**Document**
Rise of the Tennis Millennial is a paradigm shift for Indian tennis

Kalyan Ashok

Published: 31 Dec 2019 2:40 PM GMT

Every era has spawned a new set of champions in world tennis. From bygone days of Don Budge, Rene Lacoste and Fred Perry to the current superstars like Roger Federer, Novak Djokovic and Rafael Nadal, great players have continually emerged and spiced up the game.

As we enter the new decade, world tennis is poised for the emergence of the Millennial Player, a new breed of champion, one who is not just young but brings a brash, bold and highly talented fresh new flavour to the game. Stefanos Tsitsipas, Daniil Medvedev, Alexander Zverev, Dominic Thiem, Nick Kyrgios and Manlio Bartoni, are some of this new generation who, in 2019, made a huge impact on men’s tennis and signalled their entry by breaking into ATP’s top 10 ranking list.

The year ending World ATP Masters final saw the title contest between Tsitsipas and Thiem, after they had vanquished Djokovic, Nadal and Federer! The ageing old guard seemed surely on the wane. It is the Millennial, whom we are going to see more often in such title contests from 2020.

Stefanos Tsitsipas and  Dominic Thiem
Stefanos Tsitsipas and Dominic Thiem( Image : 247naijanews.com)

**Recorded information**
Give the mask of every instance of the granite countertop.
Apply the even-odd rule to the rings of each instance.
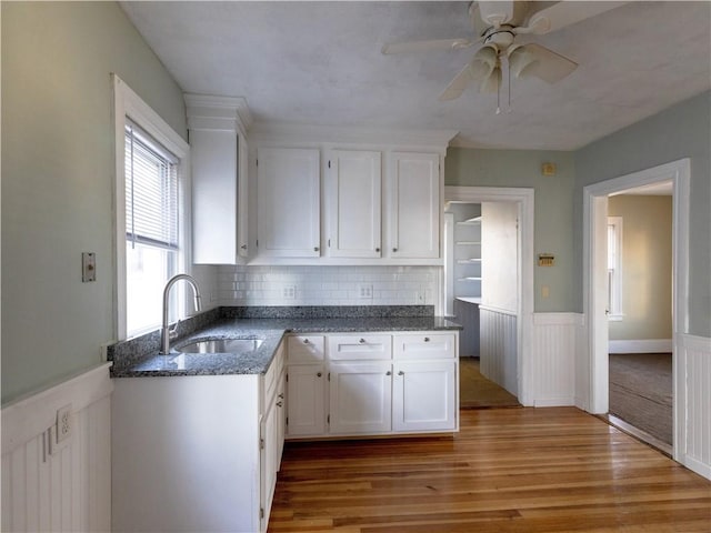
[[[207,313],[206,313],[207,314]],[[333,333],[369,331],[435,331],[459,330],[461,326],[447,319],[423,316],[337,316],[337,318],[231,318],[234,314],[211,312],[201,316],[194,331],[180,335],[171,343],[180,346],[201,339],[262,339],[262,344],[253,352],[242,354],[213,353],[158,353],[159,332],[144,339],[117,343],[109,349],[113,361],[112,378],[158,378],[180,375],[226,375],[263,374],[284,334],[288,333]],[[338,314],[338,313],[336,313]],[[308,313],[307,313],[308,315]],[[156,343],[158,341],[158,344]]]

**Stated goal**
From the tennis article, list every player named in the paragraph that begins "Every era has spawned a new set of champions."

**Task answer**
Don Budge
Rene Lacoste
Fred Perry
Roger Federer
Novak Djokovic
Rafael Nadal